Reproduce the data that follows precisely.

□ □ □ □

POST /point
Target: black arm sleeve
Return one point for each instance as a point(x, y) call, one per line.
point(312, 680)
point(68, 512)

□ □ □ □

SOLUTION TO THIS PROBLEM:
POST /point
Target: black arm sleeve
Return one point for each instance as a point(x, y) call, one per line.
point(312, 680)
point(68, 512)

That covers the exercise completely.